(Written instruction): Convert the rows, from the line with "target | market display of dried goods" up to and including the last line, into a JSON list of strings with one string per line. Leave out any blank lines.

— start Materials provided —

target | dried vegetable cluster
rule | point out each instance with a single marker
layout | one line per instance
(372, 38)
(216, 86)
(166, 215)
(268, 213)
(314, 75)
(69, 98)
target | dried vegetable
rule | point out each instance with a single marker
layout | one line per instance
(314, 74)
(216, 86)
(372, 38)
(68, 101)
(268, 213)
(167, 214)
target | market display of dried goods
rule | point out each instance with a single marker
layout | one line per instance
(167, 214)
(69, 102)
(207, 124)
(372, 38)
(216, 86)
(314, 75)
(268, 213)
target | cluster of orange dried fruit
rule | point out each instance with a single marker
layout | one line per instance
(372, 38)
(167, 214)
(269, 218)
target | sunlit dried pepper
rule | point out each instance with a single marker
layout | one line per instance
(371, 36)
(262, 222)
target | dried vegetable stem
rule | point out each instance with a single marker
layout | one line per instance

— end Materials provided —

(Answer to the task):
[
  "target | market display of dried goods",
  "rule | point out each instance with a single marker",
  "layout | one line per instance",
  "(167, 214)",
  "(69, 102)",
  "(207, 124)",
  "(372, 38)",
  "(216, 86)",
  "(314, 75)",
  "(268, 213)",
  "target | cluster of orange dried fruit",
  "rule | point out each instance with a single marker",
  "layout | one line per instance",
  "(372, 38)",
  "(167, 214)",
  "(269, 218)",
  "target | sunlit dried pepper",
  "rule | point out each instance with a single marker",
  "layout | one line per instance",
  "(371, 36)",
  "(262, 222)",
  "target | dried vegetable stem",
  "rule | point out each instance with a single marker",
  "layout | one line per instance"
]